Given records:
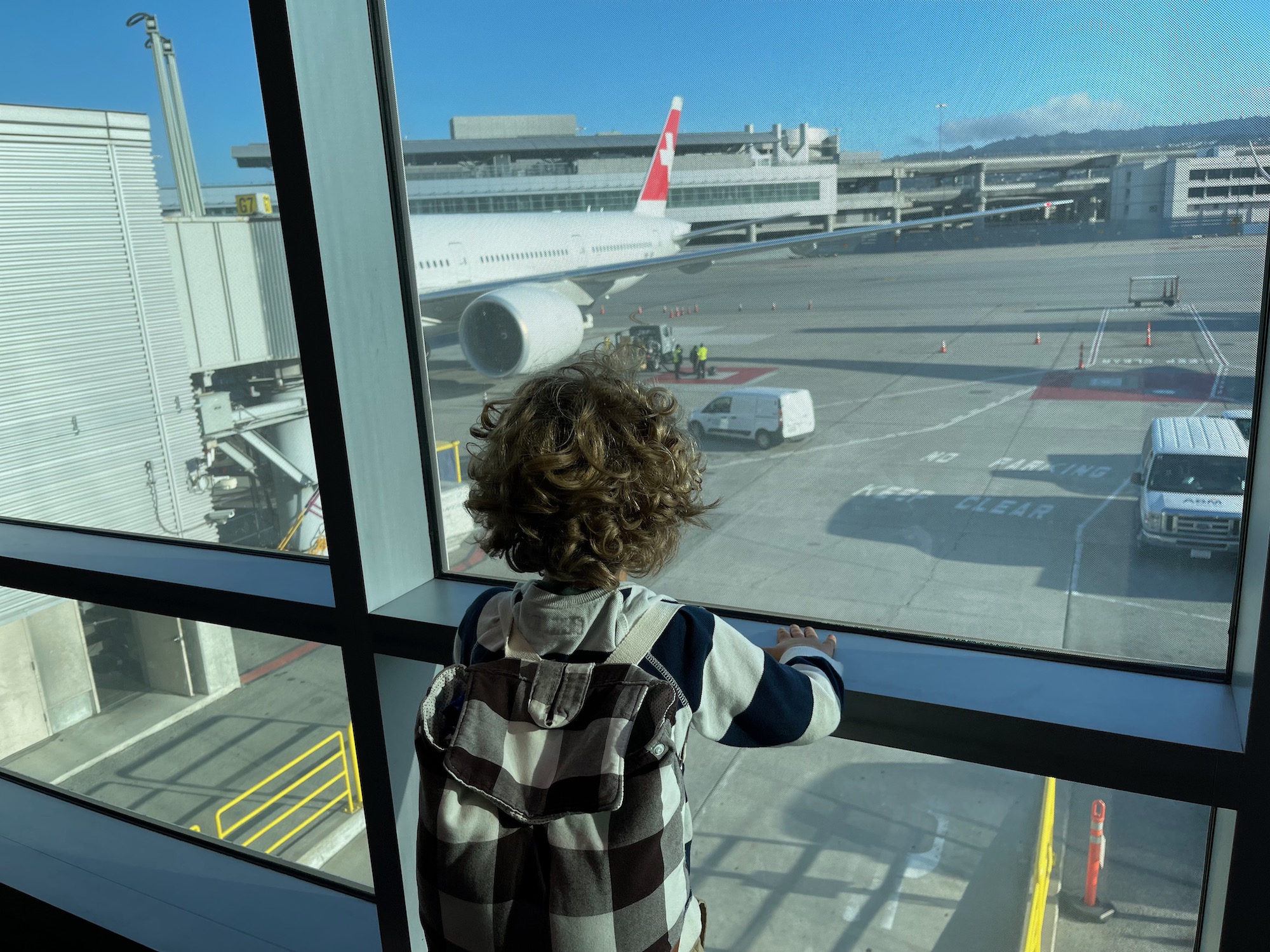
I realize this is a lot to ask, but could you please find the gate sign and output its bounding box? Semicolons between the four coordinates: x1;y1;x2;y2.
234;192;273;215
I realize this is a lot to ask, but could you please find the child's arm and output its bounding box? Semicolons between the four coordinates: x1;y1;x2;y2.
653;605;843;746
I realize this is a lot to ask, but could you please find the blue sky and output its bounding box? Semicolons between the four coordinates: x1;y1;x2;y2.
0;0;1270;183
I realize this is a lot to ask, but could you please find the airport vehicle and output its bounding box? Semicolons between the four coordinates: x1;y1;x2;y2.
1129;274;1181;307
1222;410;1252;439
630;324;687;371
688;387;815;449
410;96;1071;377
1132;416;1248;559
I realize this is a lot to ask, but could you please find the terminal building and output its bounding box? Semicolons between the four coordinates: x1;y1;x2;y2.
221;114;1270;241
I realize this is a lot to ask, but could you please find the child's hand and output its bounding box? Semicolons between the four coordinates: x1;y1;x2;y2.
763;625;838;661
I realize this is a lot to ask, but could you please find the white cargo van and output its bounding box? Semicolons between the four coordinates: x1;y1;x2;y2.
688;387;815;449
1222;410;1252;439
1132;416;1248;559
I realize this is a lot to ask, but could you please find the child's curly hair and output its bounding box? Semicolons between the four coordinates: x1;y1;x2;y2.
466;344;719;592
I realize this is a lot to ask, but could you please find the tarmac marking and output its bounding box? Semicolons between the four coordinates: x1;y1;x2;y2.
1090;307;1111;364
1186;305;1231;400
952;496;1054;519
709;387;1033;471
851;482;935;503
1067;476;1129;595
988;456;1111;480
1072;592;1231;622
815;367;1048;410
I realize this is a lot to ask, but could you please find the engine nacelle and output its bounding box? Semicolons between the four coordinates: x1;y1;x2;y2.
458;284;583;377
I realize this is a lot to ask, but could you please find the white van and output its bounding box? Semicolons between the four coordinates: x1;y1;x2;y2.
1222;410;1252;439
1132;416;1248;559
688;387;815;449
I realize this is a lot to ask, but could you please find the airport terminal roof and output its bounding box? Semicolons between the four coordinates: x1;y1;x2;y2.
230;129;776;169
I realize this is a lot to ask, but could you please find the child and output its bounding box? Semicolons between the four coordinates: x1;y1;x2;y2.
419;347;843;952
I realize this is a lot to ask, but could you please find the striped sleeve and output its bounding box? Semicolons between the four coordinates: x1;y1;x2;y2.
653;605;843;748
453;585;511;664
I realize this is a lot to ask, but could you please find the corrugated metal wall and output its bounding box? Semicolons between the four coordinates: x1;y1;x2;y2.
0;105;216;623
251;217;300;359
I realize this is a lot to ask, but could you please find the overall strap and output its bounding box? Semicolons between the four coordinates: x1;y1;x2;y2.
605;602;682;664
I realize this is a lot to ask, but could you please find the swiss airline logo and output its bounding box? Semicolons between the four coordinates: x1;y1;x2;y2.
639;96;683;202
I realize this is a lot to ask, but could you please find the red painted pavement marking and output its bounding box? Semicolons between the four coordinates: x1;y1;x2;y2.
653;364;777;387
239;641;323;684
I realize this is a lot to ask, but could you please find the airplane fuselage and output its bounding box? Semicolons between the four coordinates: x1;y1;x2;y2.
410;212;691;293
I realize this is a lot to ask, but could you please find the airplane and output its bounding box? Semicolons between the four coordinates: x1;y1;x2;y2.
410;96;1072;378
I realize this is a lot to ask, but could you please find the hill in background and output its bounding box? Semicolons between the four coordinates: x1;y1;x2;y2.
894;116;1270;160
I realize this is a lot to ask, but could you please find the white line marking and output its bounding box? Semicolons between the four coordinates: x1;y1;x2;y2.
879;810;949;929
1067;476;1129;595
1072;592;1231;622
1186;305;1231;400
706;387;1034;472
1186;305;1231;367
1086;307;1111;367
815;367;1048;410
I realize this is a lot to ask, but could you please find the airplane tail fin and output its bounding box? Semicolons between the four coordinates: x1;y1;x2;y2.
635;96;683;218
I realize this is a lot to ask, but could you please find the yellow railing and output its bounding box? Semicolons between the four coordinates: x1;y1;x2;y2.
216;724;362;853
1022;777;1054;952
437;439;464;482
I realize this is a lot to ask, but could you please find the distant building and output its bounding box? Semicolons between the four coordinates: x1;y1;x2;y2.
226;114;1270;241
1110;146;1270;230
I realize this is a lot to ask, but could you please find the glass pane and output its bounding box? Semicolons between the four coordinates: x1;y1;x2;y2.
686;735;1209;952
0;7;325;555
389;3;1270;669
0;589;372;887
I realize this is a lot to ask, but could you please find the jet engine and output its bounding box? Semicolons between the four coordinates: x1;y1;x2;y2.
458;284;583;377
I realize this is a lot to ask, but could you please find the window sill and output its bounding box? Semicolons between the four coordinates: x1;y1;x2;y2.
376;579;1242;806
0;519;342;638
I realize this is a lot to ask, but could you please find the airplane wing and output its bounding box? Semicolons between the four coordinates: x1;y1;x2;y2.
419;198;1072;316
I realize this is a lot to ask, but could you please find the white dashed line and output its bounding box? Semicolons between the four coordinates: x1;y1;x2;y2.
706;387;1034;472
1072;592;1231;623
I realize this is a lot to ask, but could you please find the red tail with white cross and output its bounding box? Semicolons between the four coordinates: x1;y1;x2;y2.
635;96;683;218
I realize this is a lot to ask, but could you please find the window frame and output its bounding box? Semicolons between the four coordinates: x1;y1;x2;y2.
0;0;1270;952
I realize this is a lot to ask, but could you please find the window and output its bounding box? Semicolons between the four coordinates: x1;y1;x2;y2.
0;589;372;887
0;4;325;555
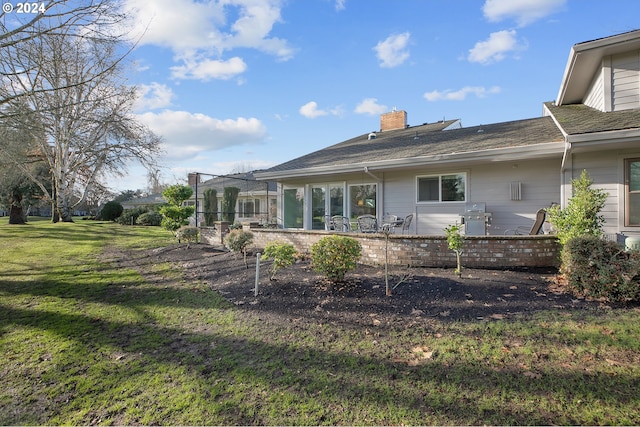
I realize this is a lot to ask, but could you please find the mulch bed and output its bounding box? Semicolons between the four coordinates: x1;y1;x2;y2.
115;244;610;327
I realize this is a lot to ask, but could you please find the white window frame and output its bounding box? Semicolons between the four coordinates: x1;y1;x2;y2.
415;172;469;205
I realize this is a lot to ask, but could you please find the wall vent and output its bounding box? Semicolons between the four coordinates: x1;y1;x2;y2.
509;181;522;200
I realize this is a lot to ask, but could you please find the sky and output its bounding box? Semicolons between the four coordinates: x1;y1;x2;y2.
110;0;640;192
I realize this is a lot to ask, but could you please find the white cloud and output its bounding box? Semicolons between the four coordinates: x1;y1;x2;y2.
336;0;347;11
171;56;247;81
138;110;266;160
123;0;294;80
424;86;501;101
355;98;389;116
482;0;567;27
467;30;524;64
135;82;174;111
373;32;411;68
298;101;343;119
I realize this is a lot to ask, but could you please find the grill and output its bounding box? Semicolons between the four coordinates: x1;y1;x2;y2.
460;203;491;236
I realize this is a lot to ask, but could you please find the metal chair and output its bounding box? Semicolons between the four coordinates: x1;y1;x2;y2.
324;215;336;231
356;215;378;233
504;209;547;236
331;215;351;231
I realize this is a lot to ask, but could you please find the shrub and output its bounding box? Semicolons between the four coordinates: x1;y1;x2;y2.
224;229;253;268
547;170;607;246
444;224;464;277
100;200;124;221
136;211;162;226
261;241;296;280
311;235;362;283
160;205;194;231
160;184;195;236
176;225;199;247
116;207;147;225
562;236;640;301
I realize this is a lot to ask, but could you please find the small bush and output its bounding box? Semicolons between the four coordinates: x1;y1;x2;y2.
136;211;162;226
444;224;464;277
224;229;253;268
224;229;253;252
176;225;200;247
100;201;124;221
261;241;296;280
562;236;640;302
116;208;147;225
547;170;608;247
311;235;362;283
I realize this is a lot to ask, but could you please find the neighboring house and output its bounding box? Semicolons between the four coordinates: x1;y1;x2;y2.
185;172;277;226
255;31;640;235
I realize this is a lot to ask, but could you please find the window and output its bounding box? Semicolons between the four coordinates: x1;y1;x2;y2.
349;184;376;219
417;173;467;202
311;184;344;230
624;159;640;226
283;188;304;228
238;199;260;218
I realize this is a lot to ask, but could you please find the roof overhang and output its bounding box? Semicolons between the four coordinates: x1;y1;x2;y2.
556;30;640;105
567;128;640;152
255;141;564;180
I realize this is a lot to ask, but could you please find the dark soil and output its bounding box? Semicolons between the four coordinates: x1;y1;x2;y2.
115;244;608;327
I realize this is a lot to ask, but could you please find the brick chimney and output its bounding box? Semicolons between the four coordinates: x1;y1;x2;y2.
188;172;202;187
380;108;407;132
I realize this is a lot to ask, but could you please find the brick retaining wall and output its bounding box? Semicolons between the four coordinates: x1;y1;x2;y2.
238;228;560;268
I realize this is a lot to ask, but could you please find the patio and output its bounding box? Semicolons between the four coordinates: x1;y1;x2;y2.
201;225;560;269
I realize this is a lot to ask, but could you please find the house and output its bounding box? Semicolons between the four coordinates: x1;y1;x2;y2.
185;172;277;225
255;30;640;235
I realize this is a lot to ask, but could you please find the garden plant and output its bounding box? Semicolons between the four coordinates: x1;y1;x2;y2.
261;241;296;280
311;234;362;283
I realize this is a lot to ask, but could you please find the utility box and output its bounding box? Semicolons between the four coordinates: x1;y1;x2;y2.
460;202;491;236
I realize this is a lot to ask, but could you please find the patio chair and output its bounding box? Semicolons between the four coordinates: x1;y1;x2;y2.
324;215;336;231
357;215;378;233
504;209;547;236
380;214;402;231
402;214;413;234
331;215;351;231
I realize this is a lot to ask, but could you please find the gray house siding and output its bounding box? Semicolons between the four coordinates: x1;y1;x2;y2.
383;158;561;235
611;51;640;111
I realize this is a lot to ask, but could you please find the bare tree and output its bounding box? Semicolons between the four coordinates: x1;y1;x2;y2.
0;0;160;221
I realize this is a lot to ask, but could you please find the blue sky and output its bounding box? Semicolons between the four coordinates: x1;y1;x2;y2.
111;0;640;191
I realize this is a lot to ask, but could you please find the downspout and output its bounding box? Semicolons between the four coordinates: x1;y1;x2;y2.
560;140;573;209
542;103;573;208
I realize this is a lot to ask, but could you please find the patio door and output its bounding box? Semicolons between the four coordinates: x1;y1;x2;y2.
311;184;344;230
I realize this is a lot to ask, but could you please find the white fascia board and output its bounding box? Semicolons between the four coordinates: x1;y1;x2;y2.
567;128;640;144
255;142;564;180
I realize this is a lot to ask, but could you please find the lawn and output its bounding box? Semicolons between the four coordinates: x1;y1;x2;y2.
0;218;640;425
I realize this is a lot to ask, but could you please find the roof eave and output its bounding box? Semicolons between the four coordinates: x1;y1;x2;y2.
256;141;564;180
556;30;640;105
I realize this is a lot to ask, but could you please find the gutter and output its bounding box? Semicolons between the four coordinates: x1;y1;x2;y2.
254;142;563;180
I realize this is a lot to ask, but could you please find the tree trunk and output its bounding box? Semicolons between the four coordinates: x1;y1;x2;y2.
9;204;25;224
9;191;26;224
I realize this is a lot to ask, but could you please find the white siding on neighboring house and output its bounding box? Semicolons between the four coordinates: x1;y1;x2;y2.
384;159;560;235
584;67;606;111
611;51;640;111
571;150;640;234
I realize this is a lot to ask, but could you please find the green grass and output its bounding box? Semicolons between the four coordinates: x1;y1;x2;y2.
0;219;640;425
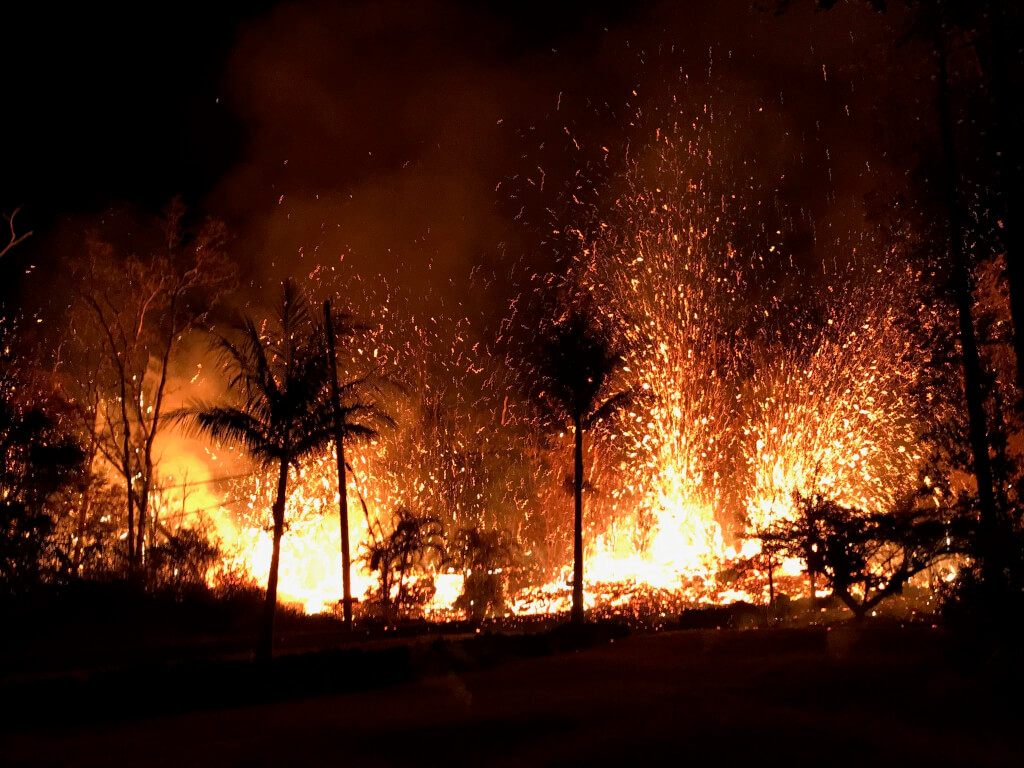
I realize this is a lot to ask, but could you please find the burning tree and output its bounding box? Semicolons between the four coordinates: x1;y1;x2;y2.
364;507;444;620
0;327;84;593
63;200;233;578
534;304;633;625
176;281;333;662
451;527;513;622
758;495;951;621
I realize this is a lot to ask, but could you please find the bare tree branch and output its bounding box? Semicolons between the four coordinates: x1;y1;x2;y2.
0;206;32;259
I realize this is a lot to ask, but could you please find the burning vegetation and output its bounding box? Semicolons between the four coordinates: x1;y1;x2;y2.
0;1;1021;671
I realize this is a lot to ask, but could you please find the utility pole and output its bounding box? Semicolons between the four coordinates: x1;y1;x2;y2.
324;300;352;632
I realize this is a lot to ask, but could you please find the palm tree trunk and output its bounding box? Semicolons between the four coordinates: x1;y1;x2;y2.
935;44;997;581
256;459;288;663
987;10;1024;403
571;417;583;625
324;301;352;632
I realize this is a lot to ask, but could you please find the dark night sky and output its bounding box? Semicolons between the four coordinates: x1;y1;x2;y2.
0;0;921;321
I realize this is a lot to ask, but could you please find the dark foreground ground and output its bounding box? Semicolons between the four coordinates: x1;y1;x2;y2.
0;629;1024;768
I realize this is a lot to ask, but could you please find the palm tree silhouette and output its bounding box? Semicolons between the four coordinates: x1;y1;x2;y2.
175;281;334;662
535;304;634;625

Directions:
Starting at the beginning of the data above and stopping after the line that contains "653;605;843;746", write those lines out again, including the requests, but scale every bounding-box coordinate in the answers by 0.4 and round it to a whole number, with halves rounding up. Leave the pictures out.

Written response:
I realize this is a lot to ask, but could you please find the gate sign and output its bounding box? Semicolons between the four coordinates: x1;y1;x2;y2.
94;77;109;86
I realize this is a lot to ask, but could you please find the child's arm and output its bounding box? Semicolons between the four coordinates: x1;y1;x2;y2.
261;242;337;298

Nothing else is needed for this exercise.